--- Start ---

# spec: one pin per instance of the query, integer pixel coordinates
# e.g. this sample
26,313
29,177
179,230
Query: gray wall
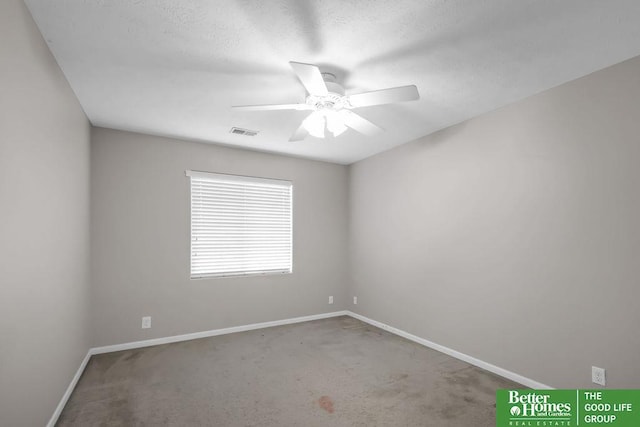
513,237
44,225
140,240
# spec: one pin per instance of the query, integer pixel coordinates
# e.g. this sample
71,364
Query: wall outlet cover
146,322
598,375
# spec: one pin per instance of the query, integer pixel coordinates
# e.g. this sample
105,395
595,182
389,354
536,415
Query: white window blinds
239,225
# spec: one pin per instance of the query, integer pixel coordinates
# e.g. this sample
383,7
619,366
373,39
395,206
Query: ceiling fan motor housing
334,100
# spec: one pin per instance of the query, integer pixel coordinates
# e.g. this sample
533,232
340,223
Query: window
239,225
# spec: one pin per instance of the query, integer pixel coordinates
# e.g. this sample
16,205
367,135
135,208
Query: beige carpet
332,372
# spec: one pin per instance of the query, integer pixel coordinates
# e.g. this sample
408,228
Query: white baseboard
528,382
56,414
212,333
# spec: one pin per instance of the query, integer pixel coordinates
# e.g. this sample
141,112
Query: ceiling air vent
245,132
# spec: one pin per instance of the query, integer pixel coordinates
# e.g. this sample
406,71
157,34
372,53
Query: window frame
237,179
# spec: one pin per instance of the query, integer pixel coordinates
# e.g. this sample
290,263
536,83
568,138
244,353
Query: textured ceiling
174,68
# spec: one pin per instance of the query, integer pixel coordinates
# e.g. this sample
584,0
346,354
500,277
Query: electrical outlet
146,322
597,375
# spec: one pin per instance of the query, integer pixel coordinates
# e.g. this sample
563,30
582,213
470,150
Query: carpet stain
326,403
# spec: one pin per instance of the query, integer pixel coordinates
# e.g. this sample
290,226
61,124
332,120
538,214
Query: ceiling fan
330,107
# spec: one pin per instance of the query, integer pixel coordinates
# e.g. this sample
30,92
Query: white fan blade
384,96
272,107
359,123
300,133
310,78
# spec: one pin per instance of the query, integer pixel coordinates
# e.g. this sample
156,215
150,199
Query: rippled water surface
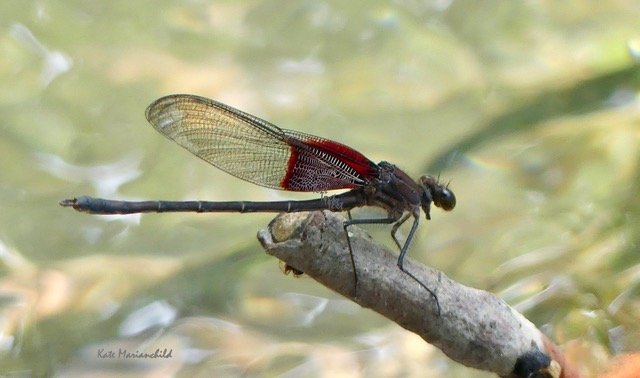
529,108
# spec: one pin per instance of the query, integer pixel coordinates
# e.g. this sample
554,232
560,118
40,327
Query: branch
474,328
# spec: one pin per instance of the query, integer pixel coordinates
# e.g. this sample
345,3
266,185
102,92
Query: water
530,110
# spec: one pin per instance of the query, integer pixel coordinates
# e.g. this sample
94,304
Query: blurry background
529,108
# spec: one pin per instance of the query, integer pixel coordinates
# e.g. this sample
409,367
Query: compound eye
445,199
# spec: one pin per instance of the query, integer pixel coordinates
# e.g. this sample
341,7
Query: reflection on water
535,123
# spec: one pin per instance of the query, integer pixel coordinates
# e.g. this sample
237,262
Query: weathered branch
474,327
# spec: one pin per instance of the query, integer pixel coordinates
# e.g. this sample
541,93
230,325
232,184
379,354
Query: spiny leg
350,222
405,248
395,228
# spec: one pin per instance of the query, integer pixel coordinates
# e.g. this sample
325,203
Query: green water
530,109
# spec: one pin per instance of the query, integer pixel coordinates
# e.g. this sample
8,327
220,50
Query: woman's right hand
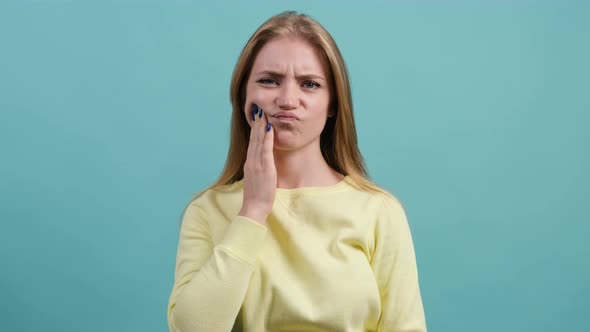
260,174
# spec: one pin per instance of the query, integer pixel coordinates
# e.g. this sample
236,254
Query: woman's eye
266,81
311,84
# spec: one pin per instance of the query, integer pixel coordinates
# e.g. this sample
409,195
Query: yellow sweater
329,259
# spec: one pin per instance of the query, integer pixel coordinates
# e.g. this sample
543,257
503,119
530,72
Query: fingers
260,145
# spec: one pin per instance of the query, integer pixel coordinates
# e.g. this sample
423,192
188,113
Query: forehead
290,54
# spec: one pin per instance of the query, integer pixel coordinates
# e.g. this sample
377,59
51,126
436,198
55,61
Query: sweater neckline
338,186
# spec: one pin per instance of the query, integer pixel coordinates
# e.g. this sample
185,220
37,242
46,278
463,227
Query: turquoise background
474,114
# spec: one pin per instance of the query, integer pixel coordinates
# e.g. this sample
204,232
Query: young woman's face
288,77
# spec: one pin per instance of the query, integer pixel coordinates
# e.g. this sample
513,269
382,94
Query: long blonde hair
338,140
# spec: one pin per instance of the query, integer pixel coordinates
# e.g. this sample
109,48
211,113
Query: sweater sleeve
395,269
211,280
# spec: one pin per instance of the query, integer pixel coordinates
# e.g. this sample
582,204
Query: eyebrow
299,77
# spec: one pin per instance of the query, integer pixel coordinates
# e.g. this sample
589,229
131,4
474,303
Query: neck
305,167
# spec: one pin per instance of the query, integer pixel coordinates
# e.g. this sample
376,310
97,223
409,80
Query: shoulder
215,198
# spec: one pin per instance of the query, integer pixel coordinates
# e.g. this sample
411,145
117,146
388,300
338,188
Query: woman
293,236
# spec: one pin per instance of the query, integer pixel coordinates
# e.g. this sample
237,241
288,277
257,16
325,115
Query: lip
286,116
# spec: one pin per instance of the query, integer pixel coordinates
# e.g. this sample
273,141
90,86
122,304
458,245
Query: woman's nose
288,96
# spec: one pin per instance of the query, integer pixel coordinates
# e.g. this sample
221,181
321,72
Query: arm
210,281
396,273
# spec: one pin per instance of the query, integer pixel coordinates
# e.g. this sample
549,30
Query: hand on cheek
260,174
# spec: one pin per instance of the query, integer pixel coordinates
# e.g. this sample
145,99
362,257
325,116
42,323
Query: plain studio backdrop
474,114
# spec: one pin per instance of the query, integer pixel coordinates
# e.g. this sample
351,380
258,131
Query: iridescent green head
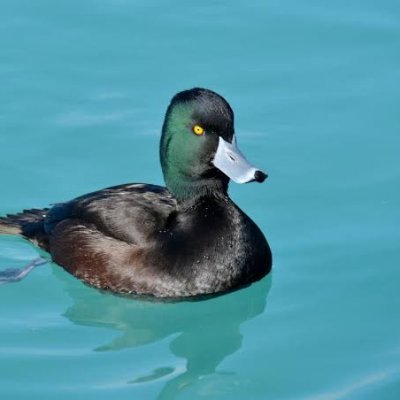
198,148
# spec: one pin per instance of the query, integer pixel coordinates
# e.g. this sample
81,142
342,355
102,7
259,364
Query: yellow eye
198,130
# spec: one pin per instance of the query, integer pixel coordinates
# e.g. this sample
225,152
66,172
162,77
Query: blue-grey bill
230,160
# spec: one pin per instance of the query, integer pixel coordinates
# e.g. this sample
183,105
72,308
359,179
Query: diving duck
183,241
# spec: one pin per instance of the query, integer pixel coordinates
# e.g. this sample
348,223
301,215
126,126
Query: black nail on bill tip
259,176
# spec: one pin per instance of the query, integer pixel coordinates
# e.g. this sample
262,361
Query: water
315,88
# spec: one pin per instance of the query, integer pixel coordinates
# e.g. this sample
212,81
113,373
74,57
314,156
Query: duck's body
143,239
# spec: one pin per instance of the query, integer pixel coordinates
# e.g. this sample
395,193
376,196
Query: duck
185,240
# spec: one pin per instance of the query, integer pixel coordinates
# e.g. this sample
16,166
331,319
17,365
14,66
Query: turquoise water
315,87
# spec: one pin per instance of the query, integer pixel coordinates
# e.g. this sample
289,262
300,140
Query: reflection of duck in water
206,332
185,240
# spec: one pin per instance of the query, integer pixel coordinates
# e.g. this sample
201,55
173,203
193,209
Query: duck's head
198,148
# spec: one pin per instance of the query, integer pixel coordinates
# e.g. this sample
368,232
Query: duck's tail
28,223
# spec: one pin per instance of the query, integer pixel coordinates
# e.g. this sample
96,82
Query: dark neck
186,190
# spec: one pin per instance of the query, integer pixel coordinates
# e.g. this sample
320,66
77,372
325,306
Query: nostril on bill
259,176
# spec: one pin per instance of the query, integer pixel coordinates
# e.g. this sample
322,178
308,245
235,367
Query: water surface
315,88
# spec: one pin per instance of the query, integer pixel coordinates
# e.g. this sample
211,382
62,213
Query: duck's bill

--- End ---

**Goal:**
From the listing above, pull out each line that contains the string "background", treating uppercase and lowercase as different.

**Answer to this problem:**
Query: blurry background
Query: turquoise background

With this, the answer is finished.